■ Stated exercise a: Reproduce the entire post on naming comments below, with nothing altered.

Comments to naming

From Simia
Jump to navigation Jump to search

Richard Newman sent me some thoughtful comments via eMail on the What's in a name series (there were also some great comments on the individual entries, feel free to browse them). He sent them via eMail, cause he thought he couldn't comment - that should be wrong, everyone should be able to comment anonymously. Or did anyone else encounter problems? I should switch to some dedicated software soon, anyway, but right now I don't have the time to dig deeper into it. I especially miss trackback, sigh.

Here's what Richard wrote:

"Your first point, about ISBNs and "what's being referenced" --- I think you'd be interested in FRBR, which is a modelling of the bibliographical domain. It splits things up into

Work -> Expression -> Manifestation -> Item

A work is an abstract concept, like "Politeia". An expression is a realisation of a work, so a particular translation is an expression. A manifestation is physical embodiment of an expression: this is what's given an ISBN. All copies of a certain book are Items; the edition of the book is their Manifestation.

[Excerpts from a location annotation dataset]
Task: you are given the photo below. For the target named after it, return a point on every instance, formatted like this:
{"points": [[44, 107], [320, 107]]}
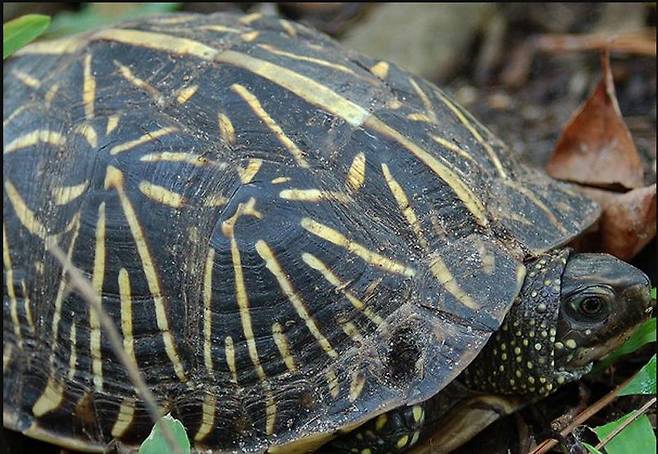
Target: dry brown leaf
{"points": [[596, 147], [628, 220]]}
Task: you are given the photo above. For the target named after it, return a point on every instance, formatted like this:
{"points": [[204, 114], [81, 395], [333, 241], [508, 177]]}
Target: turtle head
{"points": [[572, 310], [602, 299]]}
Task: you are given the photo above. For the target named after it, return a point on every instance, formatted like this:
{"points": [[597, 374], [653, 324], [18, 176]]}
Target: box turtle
{"points": [[300, 246]]}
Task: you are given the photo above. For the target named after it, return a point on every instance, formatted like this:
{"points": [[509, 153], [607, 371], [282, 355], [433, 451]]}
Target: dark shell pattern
{"points": [[291, 237]]}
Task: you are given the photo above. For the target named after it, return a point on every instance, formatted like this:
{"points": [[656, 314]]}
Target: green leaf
{"points": [[96, 15], [644, 382], [637, 438], [156, 443], [20, 31], [645, 334]]}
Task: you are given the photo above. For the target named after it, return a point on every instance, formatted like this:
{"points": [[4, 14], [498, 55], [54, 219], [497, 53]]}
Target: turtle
{"points": [[302, 248]]}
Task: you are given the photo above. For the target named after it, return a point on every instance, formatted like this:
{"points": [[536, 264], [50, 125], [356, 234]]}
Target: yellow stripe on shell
{"points": [[60, 46], [380, 69], [26, 78], [97, 279], [125, 295], [332, 382], [26, 307], [35, 137], [23, 212], [73, 357], [88, 88], [207, 417], [146, 138], [207, 311], [112, 123], [304, 87], [284, 349], [229, 351], [314, 195], [9, 276], [272, 264], [219, 28], [341, 287], [463, 120], [461, 190], [447, 280], [50, 399], [59, 297], [124, 418], [356, 175], [161, 194], [64, 195], [114, 179], [452, 147], [89, 133], [403, 202], [226, 129], [248, 173], [273, 50], [260, 112], [186, 93], [357, 382], [337, 238]]}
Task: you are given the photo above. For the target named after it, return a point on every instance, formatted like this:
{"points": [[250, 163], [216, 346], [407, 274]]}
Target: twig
{"points": [[638, 42], [628, 421], [597, 406], [92, 298]]}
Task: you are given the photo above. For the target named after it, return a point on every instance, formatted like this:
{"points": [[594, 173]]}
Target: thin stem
{"points": [[590, 411], [628, 421], [93, 299]]}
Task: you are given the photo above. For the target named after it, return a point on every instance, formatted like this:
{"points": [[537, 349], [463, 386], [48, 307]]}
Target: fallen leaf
{"points": [[627, 223], [596, 147]]}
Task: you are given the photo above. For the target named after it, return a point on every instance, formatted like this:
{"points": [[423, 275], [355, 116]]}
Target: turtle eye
{"points": [[591, 306]]}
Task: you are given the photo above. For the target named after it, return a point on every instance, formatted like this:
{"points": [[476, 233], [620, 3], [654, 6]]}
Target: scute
{"points": [[304, 249]]}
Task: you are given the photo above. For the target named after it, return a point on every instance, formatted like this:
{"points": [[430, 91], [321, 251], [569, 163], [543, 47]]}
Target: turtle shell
{"points": [[291, 237]]}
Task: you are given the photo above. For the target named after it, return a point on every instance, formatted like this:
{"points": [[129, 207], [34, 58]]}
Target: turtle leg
{"points": [[392, 432]]}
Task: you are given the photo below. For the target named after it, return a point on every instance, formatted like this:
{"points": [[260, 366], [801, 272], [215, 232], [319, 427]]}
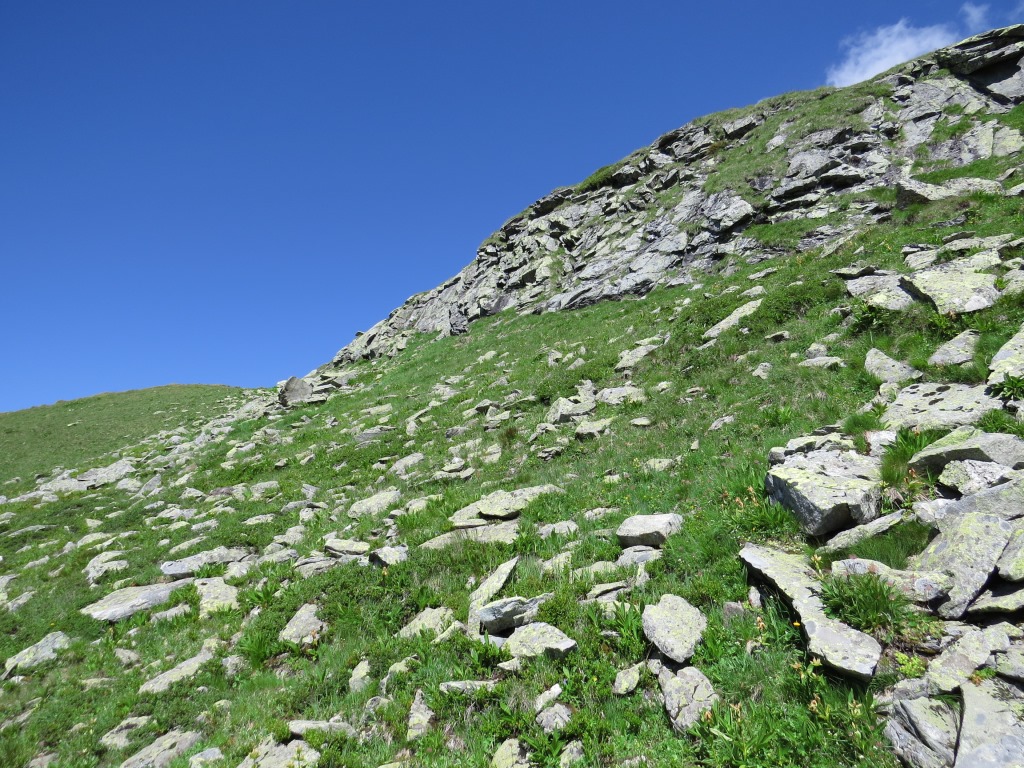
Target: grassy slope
{"points": [[71, 433]]}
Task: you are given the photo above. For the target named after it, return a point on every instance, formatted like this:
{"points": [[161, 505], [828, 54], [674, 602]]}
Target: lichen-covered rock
{"points": [[539, 639], [674, 627], [827, 489], [840, 646], [939, 407], [130, 600], [969, 443], [968, 547], [649, 530]]}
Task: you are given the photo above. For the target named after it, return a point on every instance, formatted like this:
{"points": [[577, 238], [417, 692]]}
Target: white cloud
{"points": [[976, 17], [870, 52]]}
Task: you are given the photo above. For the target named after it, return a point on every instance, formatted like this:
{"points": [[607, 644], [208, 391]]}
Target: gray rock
{"points": [[648, 530], [303, 629], [956, 351], [39, 653], [428, 620], [991, 733], [939, 407], [733, 320], [968, 443], [850, 538], [968, 547], [162, 752], [190, 564], [510, 611], [923, 732], [539, 639], [827, 489], [881, 366], [1009, 361], [295, 754], [687, 694], [840, 646], [674, 627]]}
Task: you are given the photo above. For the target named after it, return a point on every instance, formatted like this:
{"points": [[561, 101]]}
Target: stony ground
{"points": [[766, 510]]}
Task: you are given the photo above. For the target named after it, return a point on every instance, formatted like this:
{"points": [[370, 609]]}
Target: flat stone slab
{"points": [[304, 628], [850, 538], [428, 620], [500, 505], [130, 600], [511, 611], [969, 443], [215, 595], [939, 407], [648, 530], [184, 671], [991, 733], [956, 351], [733, 320], [41, 652], [827, 489], [687, 694], [295, 754], [1009, 360], [188, 565], [162, 752], [540, 639], [503, 532], [968, 547], [840, 646], [674, 627], [881, 366]]}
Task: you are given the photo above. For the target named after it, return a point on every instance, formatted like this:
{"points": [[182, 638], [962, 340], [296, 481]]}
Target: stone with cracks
{"points": [[41, 652], [968, 547], [991, 732], [847, 539], [1009, 361], [510, 611], [269, 754], [164, 751], [539, 639], [827, 489], [956, 351], [923, 732], [733, 320], [188, 565], [184, 671], [304, 628], [881, 366], [649, 530], [130, 600], [939, 407], [687, 694], [503, 532], [969, 443], [428, 620], [840, 646], [674, 627]]}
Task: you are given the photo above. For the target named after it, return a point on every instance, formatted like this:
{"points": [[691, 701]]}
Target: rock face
{"points": [[840, 646], [827, 489], [674, 627], [128, 601]]}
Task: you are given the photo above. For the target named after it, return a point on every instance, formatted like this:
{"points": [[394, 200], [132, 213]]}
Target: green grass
{"points": [[72, 433]]}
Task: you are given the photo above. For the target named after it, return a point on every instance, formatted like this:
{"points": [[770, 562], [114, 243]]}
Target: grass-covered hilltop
{"points": [[714, 459]]}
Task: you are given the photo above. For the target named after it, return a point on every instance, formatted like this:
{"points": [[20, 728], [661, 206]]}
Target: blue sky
{"points": [[225, 193]]}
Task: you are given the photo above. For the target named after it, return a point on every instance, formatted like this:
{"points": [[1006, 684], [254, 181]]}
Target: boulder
{"points": [[649, 530], [827, 489], [674, 627]]}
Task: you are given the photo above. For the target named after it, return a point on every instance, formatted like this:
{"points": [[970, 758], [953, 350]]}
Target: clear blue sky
{"points": [[225, 192]]}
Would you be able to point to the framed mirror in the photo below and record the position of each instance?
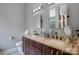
(57, 16)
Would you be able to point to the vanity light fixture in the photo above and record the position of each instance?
(37, 9)
(50, 3)
(33, 10)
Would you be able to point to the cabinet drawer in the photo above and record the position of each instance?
(37, 45)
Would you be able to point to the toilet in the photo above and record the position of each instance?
(19, 46)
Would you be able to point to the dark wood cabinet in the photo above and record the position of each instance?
(31, 47)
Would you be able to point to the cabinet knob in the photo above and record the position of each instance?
(51, 52)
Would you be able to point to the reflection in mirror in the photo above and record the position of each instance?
(58, 16)
(38, 21)
(53, 22)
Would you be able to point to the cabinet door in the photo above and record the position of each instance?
(48, 50)
(37, 51)
(25, 45)
(37, 48)
(30, 47)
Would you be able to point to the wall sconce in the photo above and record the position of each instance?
(37, 9)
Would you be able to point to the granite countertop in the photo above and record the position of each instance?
(58, 44)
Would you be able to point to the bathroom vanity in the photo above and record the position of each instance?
(36, 45)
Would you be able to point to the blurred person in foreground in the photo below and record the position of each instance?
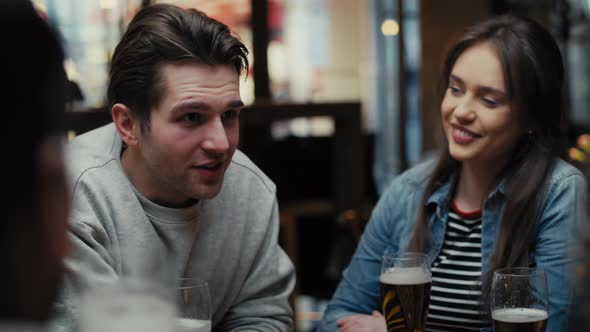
(34, 192)
(498, 196)
(166, 176)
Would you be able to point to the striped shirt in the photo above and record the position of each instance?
(455, 300)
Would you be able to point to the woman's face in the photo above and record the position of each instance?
(480, 125)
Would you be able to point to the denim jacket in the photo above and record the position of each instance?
(392, 224)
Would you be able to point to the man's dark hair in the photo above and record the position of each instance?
(161, 34)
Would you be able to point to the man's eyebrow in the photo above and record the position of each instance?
(235, 103)
(196, 105)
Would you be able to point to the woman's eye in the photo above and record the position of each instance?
(454, 89)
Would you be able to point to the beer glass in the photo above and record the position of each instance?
(405, 291)
(128, 305)
(519, 300)
(194, 306)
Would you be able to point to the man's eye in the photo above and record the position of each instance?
(191, 117)
(231, 114)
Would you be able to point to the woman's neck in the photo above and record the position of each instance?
(473, 185)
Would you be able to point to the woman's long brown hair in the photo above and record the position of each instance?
(533, 73)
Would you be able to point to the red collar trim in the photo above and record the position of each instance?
(465, 214)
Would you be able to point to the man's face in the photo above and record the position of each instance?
(193, 134)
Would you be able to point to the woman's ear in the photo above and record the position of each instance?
(127, 126)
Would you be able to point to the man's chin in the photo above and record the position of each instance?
(207, 191)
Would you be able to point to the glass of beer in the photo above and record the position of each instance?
(194, 306)
(519, 300)
(405, 291)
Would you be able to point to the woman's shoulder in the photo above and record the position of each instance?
(563, 171)
(412, 180)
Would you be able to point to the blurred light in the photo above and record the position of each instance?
(108, 4)
(389, 27)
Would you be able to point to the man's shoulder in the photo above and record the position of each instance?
(91, 150)
(243, 172)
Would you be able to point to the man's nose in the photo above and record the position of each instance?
(216, 139)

■ Stated exercise b: Rewrite the stretch of the entries from the line containing "Would you be able to point to the man's eye in" through the end of the entries, replacing "woman's" with "lady's" and leaving everything else unchanged.

■ Written solution a:
Comments to naming

From Simia
Jump to navigation Jump to search

Richard Newman sent me some thoughtful comments via eMail on the What's in a name series (there were also some great comments on the individual entries, feel free to browse them). He sent them via eMail, cause he thought he couldn't comment - that should be wrong, everyone should be able to comment anonymously. Or did anyone else encounter problems? I should switch to some dedicated software soon, anyway, but right now I don't have the time to dig deeper into it. I especially miss trackback, sigh.

Here's what Richard wrote:

"Your first point, about ISBNs and "what's being referenced" --- I think you'd be interested in FRBR, which is a modelling of the bibliographical domain. It splits things up into

Work -> Expression -> Manifestation -> Item

A work is an abstract concept, like "Politeia". An expression is a realisation of a work, so a particular translation is an expression. A manifestation is physical embodiment of an expression: this is what's given an ISBN. All copies of a certain book are Items; the edition of the book is their Manifestation.

■ Written solution b:
Would you be able to point to the man's eye in the photo above and record the position of each instance?
(191, 117)
(231, 114)
Would you be able to point to the lady's neck in the photo above and record the position of each instance?
(473, 185)
Would you be able to point to the lady's long brown hair in the photo above and record the position of each instance?
(533, 73)
Would you be able to point to the red collar trim in the photo above and record the position of each instance?
(465, 214)
Would you be able to point to the man's face in the photo above and record the position of each instance?
(193, 134)
Would you be able to point to the lady's ear in the photo above and record the position of each instance?
(127, 126)
Would you be able to point to the man's chin in the photo above and record the position of each instance?
(207, 191)
Would you be able to point to the glass of beer in the photo above and record the position of each instance?
(194, 306)
(519, 300)
(405, 291)
Would you be able to point to the lady's shoulder in the photo above and record the position of each instance?
(563, 171)
(412, 180)
Would you be able to point to the blurred light in the photo above and record the position of each instance?
(108, 4)
(389, 27)
Would you be able to point to the man's shoulder in the photo above and record the position of each instance?
(91, 150)
(243, 172)
Would you be able to point to the man's nose in the photo above and record the position of each instance?
(216, 139)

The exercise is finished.